● Entries provided:
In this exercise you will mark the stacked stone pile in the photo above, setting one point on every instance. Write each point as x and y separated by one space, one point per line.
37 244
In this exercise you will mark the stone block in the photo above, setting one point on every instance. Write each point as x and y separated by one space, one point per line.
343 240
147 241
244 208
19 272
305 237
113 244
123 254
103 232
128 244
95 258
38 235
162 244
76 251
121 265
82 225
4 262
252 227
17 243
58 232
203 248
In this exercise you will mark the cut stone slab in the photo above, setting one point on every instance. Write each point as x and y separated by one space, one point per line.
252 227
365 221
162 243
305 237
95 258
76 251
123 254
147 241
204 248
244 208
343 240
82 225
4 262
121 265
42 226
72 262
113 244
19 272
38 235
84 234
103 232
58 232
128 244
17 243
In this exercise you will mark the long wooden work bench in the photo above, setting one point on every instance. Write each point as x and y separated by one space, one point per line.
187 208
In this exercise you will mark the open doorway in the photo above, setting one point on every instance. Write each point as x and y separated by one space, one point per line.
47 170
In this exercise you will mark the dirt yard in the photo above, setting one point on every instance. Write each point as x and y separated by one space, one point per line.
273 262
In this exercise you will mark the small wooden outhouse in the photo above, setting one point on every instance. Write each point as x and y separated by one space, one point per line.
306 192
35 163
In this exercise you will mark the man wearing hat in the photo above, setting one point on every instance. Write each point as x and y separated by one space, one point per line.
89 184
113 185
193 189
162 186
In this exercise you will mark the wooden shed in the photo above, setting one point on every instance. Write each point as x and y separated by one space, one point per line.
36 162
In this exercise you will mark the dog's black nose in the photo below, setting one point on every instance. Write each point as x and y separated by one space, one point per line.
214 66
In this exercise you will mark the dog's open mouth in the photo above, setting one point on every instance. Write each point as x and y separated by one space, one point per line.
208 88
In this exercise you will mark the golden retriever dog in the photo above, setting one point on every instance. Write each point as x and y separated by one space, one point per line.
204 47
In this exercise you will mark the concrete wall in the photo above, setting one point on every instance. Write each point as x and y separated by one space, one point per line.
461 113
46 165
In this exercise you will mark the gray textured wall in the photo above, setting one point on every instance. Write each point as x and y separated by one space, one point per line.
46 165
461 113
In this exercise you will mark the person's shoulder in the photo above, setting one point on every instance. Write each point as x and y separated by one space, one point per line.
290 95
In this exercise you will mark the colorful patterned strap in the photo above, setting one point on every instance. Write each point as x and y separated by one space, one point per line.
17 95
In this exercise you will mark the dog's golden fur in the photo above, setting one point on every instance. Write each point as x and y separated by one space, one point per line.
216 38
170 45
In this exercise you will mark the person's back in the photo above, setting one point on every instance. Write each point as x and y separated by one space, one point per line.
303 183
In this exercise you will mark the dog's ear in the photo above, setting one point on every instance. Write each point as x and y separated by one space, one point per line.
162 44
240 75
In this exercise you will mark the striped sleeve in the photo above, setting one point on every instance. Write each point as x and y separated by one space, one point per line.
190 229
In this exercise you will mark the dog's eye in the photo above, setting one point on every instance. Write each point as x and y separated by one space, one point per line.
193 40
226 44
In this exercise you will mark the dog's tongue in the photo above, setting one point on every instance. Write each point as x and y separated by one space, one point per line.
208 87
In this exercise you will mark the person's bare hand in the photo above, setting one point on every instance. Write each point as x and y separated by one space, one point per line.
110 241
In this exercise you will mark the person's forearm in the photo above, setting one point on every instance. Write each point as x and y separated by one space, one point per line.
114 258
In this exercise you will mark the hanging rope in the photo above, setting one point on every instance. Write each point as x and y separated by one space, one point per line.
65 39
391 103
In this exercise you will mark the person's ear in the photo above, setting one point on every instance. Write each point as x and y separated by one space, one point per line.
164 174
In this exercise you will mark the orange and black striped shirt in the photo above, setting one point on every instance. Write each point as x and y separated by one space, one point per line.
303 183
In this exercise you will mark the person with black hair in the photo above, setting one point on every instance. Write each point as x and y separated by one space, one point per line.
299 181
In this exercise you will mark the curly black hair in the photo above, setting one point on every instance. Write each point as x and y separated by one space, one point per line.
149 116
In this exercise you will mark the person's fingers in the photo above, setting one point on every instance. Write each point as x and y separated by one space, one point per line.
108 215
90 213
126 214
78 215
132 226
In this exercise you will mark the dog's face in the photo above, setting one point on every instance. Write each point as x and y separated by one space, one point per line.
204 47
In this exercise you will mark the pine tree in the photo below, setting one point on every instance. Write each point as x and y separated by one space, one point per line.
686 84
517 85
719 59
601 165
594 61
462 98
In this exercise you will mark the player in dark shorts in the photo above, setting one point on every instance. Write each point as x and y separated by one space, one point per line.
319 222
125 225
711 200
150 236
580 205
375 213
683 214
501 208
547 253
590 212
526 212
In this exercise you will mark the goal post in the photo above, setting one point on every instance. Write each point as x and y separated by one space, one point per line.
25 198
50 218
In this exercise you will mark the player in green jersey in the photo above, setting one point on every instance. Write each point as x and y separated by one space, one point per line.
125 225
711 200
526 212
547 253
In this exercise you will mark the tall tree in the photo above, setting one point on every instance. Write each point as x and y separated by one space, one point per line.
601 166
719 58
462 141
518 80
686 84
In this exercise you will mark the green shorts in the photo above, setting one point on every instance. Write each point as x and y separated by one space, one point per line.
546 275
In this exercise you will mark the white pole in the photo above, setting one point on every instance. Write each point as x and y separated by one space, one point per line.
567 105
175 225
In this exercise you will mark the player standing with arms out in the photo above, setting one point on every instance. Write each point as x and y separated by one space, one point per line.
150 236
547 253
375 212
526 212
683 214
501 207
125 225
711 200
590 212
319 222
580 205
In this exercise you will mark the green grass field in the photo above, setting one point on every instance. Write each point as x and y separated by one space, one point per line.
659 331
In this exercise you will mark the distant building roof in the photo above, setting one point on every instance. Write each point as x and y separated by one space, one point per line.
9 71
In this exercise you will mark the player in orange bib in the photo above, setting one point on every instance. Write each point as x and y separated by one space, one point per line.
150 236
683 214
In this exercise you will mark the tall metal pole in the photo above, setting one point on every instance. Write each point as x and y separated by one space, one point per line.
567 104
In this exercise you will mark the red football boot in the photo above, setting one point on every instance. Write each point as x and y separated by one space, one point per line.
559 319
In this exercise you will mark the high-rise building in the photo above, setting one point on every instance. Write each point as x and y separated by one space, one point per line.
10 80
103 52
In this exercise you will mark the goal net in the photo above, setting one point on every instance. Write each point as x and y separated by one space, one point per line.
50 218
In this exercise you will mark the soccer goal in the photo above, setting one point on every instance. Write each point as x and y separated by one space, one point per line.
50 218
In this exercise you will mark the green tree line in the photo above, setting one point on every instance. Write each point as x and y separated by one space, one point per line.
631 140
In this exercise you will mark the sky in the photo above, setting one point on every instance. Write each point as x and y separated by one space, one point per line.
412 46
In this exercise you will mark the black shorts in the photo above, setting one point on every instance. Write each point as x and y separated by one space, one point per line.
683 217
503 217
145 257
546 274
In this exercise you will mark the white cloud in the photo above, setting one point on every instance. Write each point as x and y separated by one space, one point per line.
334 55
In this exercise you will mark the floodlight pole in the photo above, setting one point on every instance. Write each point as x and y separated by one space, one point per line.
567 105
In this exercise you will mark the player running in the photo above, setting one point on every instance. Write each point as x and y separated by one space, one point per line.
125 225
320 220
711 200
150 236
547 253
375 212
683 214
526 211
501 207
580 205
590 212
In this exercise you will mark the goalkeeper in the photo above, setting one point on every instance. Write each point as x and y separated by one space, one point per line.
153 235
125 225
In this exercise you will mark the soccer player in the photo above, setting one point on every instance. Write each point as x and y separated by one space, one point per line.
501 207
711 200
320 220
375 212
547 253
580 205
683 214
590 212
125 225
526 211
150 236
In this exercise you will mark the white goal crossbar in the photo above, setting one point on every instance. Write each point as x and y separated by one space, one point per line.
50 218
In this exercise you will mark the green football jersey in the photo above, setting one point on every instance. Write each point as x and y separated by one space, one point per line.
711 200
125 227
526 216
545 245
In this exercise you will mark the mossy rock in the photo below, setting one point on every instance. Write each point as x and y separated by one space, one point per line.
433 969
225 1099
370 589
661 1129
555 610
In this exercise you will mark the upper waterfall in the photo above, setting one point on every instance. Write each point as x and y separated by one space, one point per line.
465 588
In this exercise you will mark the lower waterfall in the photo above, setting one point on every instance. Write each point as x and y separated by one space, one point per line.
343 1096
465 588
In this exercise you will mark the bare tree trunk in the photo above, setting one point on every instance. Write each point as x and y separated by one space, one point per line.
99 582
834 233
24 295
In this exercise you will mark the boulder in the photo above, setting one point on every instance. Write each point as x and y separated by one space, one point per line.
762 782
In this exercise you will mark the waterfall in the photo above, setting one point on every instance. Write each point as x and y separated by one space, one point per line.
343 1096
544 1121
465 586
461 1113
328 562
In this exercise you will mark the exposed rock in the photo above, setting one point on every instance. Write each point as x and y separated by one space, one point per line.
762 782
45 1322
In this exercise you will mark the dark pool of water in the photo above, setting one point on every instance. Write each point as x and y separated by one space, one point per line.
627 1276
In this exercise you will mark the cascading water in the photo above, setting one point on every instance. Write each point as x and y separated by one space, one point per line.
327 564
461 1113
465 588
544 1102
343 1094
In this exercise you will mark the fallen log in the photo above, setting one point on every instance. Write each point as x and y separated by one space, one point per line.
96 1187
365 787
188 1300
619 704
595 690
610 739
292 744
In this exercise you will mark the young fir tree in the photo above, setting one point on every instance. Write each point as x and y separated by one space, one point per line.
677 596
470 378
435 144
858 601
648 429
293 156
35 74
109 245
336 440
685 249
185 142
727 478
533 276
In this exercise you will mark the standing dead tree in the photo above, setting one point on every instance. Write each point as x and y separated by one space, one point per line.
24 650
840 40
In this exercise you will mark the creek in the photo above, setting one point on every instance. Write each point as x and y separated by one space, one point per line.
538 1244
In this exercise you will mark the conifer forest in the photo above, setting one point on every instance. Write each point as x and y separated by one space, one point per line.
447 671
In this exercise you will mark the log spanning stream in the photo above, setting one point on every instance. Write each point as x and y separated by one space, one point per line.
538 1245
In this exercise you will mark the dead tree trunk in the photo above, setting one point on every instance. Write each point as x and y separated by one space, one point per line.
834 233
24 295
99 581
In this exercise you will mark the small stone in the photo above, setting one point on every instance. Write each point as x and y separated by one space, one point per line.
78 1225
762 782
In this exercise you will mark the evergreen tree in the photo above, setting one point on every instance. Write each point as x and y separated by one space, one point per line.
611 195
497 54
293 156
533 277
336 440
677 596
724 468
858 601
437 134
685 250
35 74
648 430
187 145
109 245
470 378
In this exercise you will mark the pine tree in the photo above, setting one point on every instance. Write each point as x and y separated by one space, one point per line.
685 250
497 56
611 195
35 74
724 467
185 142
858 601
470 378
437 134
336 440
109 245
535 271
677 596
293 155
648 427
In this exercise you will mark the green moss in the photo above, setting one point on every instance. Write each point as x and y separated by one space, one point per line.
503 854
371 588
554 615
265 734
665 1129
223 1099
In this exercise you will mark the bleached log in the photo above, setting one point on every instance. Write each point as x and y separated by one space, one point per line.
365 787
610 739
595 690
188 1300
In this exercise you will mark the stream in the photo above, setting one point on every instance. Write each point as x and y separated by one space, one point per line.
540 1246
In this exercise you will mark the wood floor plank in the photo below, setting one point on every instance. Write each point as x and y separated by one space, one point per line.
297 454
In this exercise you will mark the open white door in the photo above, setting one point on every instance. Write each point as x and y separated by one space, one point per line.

● Direction: All lines from the one containing "In this exercise you will mark the green moss" through the final line of the listing above are to be reproduced exactly; include both and add nothing.

● Answer in full:
In this exercise you will mark the green moss in the photo above, setting one point on every instance. Write each point as x and y separated by one space, one point per line.
503 854
371 588
554 615
265 734
665 1129
223 1099
In this exercise you will mark the bleached log in the photo above, setting one point on every instance. Write each point as x and y separated by one space, one point per line.
365 787
610 739
595 690
188 1300
In this exercise you will mark the stream in the photo above, setting one point on every instance. Write each point as x and y separated by one space, one point per line.
540 1246
In this exercise you will mark the wood floor plank in the photo below, setting one point on every instance. Write each point as x and y separated by one space, one point per line.
297 454
In this exercise you will mark the open white door in the photo above, setting one point on every instance. Write each point as x and y separated by one space, one point per line.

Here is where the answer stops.